[PAGE EXTRACT Boundary: Start]

Not all pitbulls bite

Paisley the pitbull cuddles with Kaycee and Hank the bulldog.

Last month there were two cases of pitbull attacks in the city reported to the Mirror.

In both cases we were unable to get a hold of the owners of the pitbull-type dogs, so we reached out to other pitbull owners to get their side of the story.

In Campbell River and Area D (just south of the city limits) there are 1,940 licensed dogs and 26 of them are pitbull type dogs.

Adam Janveaux thinks that his dog Remi is probably one of the biggest in the city.

Remi is very dominant and powerful, and Janveaux always has him on a leash.

Remi hasn’t attacked any dogs but he is wary of them because he has been attacked.

Janveaux has been training Remi since he was a puppy. He thinks that all people who own powerful breeds should be required to do the same.

“If he was at zero to 100 and going after another dog I have a command, if he gets out of my house I have a command,” Janveaux said. “He drops, stops and comes back, and it is drilled.”

[PAGE EXTRACT Boundary: End]
[MATERIAL PROVIDED Boundary: Start]

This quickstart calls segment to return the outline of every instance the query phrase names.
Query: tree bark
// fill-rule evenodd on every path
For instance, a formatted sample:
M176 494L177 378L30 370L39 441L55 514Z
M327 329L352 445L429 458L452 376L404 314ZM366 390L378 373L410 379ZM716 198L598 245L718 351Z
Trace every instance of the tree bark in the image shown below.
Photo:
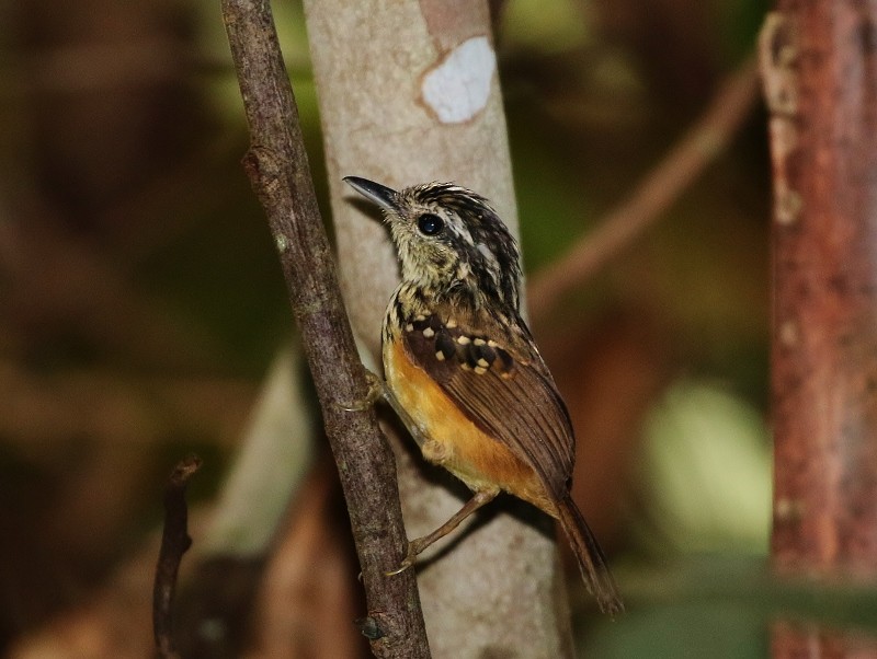
M877 2L778 9L761 41L775 195L773 559L783 575L873 578ZM855 645L877 657L877 645ZM824 629L775 631L775 657L815 647L842 657L852 646Z
M517 228L490 15L486 2L471 0L306 0L305 10L342 289L361 345L377 362L396 256L386 229L355 203L342 176L397 188L455 181L490 198ZM410 443L396 453L414 537L451 517L465 488L452 494L443 473L401 446ZM509 515L520 511L515 506L496 501L464 537L440 543L438 559L421 560L435 657L571 656L553 534L542 520Z
M413 577L387 578L405 551L392 453L374 409L344 409L364 400L368 388L317 208L271 8L267 0L224 0L223 18L250 127L244 167L280 253L348 502L368 605L361 629L377 657L426 659Z

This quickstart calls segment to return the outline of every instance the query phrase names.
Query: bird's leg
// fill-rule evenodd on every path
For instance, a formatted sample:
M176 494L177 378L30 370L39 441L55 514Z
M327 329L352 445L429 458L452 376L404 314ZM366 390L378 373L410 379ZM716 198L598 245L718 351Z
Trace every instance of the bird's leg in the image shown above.
M440 540L451 533L454 529L456 529L463 520L469 517L472 512L478 510L481 506L489 504L493 499L497 498L497 495L500 494L499 488L496 489L486 489L475 494L475 496L466 501L466 504L460 508L454 517L447 520L444 524L438 527L432 533L424 535L423 537L418 537L415 540L411 540L408 543L408 552L406 553L405 560L402 564L395 570L387 573L387 575L398 575L407 570L409 567L414 565L414 560L423 550L429 547L432 543L436 540Z
M384 380L365 367L363 367L363 370L365 371L365 380L368 383L368 393L366 393L365 397L360 401L353 401L352 403L339 403L341 409L346 412L363 412L364 409L368 409L372 407L372 405L377 403L377 400L385 395L388 391L387 383L384 382Z
M387 383L368 369L365 369L365 379L368 381L368 393L365 394L365 397L361 401L354 401L353 403L341 404L341 408L346 412L362 412L372 407L372 405L383 397L389 403L390 407L392 407L396 416L402 421L402 425L414 441L418 442L418 446L422 447L426 443L430 440L429 436L414 423L414 419L412 419L411 415L402 407L402 404L399 403L399 398L396 397L396 394L392 393L392 390Z

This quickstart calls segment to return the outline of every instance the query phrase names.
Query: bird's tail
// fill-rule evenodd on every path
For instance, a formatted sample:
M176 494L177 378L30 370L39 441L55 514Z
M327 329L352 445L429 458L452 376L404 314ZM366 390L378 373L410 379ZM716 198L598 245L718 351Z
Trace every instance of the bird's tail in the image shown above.
M557 506L558 517L563 531L569 537L579 569L582 571L588 589L596 598L600 610L610 615L624 612L624 602L618 588L610 574L603 550L596 543L594 534L584 521L579 507L567 496Z

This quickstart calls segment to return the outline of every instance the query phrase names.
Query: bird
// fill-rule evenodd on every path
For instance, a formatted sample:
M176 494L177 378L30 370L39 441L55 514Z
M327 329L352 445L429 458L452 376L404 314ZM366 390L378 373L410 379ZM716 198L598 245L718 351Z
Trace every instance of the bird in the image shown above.
M472 497L432 533L412 540L399 573L500 493L560 522L585 586L611 615L624 603L584 516L570 496L576 439L554 378L521 316L517 243L481 195L453 183L400 190L344 182L383 211L401 281L381 327L381 396L423 458Z

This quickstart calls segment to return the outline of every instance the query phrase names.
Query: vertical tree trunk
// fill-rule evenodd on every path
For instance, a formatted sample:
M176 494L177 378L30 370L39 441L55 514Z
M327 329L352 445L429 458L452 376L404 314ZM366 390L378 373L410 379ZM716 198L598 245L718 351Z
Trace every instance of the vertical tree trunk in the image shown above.
M779 0L762 33L774 165L773 557L877 574L877 2ZM781 626L774 656L846 656ZM857 650L863 651L858 646ZM856 656L877 657L877 646Z
M362 211L341 177L392 187L455 181L489 197L516 231L490 15L486 2L472 0L306 0L305 9L342 288L354 331L378 361L396 256L386 229ZM440 474L424 473L419 455L401 449L397 456L414 537L444 522L460 499L435 482ZM479 516L486 523L441 543L449 551L420 570L433 656L570 656L553 539L494 512L491 505Z

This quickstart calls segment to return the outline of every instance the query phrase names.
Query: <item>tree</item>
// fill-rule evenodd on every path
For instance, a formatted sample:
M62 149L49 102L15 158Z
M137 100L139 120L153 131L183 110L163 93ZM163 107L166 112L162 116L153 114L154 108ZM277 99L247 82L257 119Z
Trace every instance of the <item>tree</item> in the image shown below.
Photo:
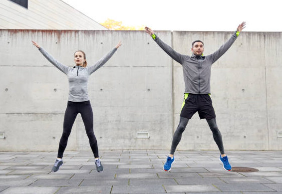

[MATERIAL PROVIDED Boundary: End]

ACTIVITIES =
1. Does each statement agree with the pitbull article? Answer yes or no for (a), (b) and (c), quoting the words of the article that decide it. (a) Campbell River and Area D have 26 licensed pitbull-type dogs. (b) Remi has attacked other dogs. (c) Janveaux started training Remi when Remi was a puppy.
2. Reproduce the pitbull article from "Last month there" up to and including "has been attacked.".
The records come from a different source than the text.

ANSWERS PROVIDED =
1.
(a) Yes: "there are 1,940 licensed dogs and 26 of them are pitbull type dogs"
(b) No: "Remi hasn’t attacked any dogs"
(c) Yes: "Janveaux has been training Remi since he was a puppy."

2.
Last month there were two cases of pitbull attacks in the city reported to the Mirror.

In both cases we were unable to get a hold of the owners of the pitbull-type dogs, so we reached out to other pitbull owners to get their side of the story.

In Campbell River and Area D (just south of the city limits) there are 1,940 licensed dogs and 26 of them are pitbull type dogs.

Adam Janveaux thinks that his dog Remi is probably one of the biggest in the city.

Remi is very dominant and powerful, and Janveaux always has him on a leash.

Remi hasn’t attacked any dogs but he is wary of them because he has been attacked.